▶ _Records to use_:
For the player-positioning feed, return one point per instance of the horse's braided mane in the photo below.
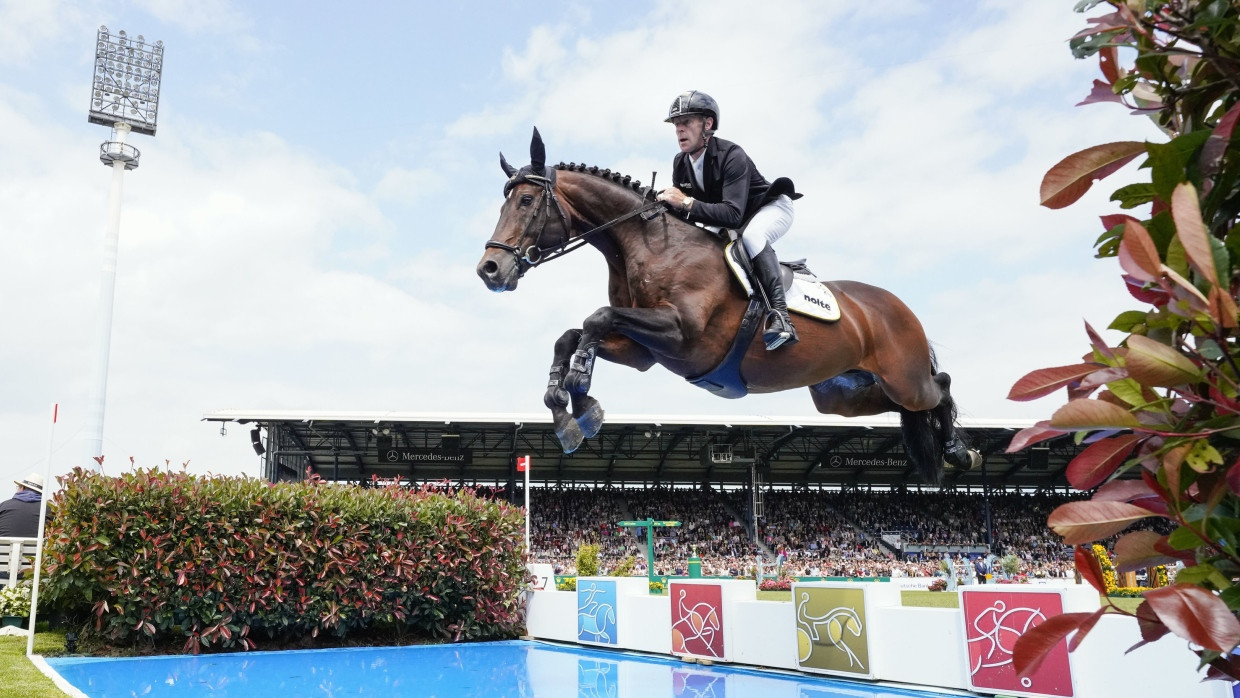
(623, 180)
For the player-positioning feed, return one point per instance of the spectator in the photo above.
(19, 516)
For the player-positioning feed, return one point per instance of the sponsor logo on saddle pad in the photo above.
(807, 295)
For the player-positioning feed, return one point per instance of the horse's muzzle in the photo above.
(499, 273)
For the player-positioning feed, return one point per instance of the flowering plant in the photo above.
(15, 600)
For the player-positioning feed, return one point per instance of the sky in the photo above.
(303, 231)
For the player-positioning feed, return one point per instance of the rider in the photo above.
(716, 184)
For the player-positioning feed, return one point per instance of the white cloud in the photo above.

▶ _Task requirements_: Copy the listing above verbatim, from its first line through its last, and omit the picture from your copy.

▶ _Solved exercise_:
For the player-positioning feed, return one point per instance of the horse's braided mane in the photo below.
(623, 180)
For the player-positioning feed, return one point per instance of the spectator in the photo above.
(19, 516)
For the player-positioning feed, return one point per instance of the sponsor logo on saddle pad in the photo above.
(807, 295)
For the player-positioning feed, return one point per instance of the horse's muzzle in the photo above.
(499, 273)
For the player-positioning feed, return one point per instance of the flowering plant in the photo above.
(15, 600)
For the player-positioning feed, return one point per instance of the sky in the photo above.
(303, 231)
For the player-positioning feed, return one point per instance of the rider in the photo above.
(716, 184)
For the player-positioning feed, return one point per instance of the white cloud in the photo above.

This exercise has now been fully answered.